### DATASET
☆ ☆ ☆ ☆

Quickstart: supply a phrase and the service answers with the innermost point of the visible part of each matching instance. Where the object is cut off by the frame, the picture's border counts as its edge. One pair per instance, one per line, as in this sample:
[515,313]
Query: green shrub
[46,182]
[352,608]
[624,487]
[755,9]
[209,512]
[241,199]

☆ ☆ ☆ ☆

### TO DO
Every entry must be duplicated exactly as it was written.

### RESPONSE TO THE EXERCISE
Quickstart: supply a phrase and the service answers with the innermost point of the visible part of each matching instance. Where the object is cut off by the frame, the picture's border counts as its edge. One pair per instance, one per line, as in this sample:
[515,313]
Query: green shrub
[46,182]
[352,608]
[624,487]
[755,9]
[209,512]
[241,199]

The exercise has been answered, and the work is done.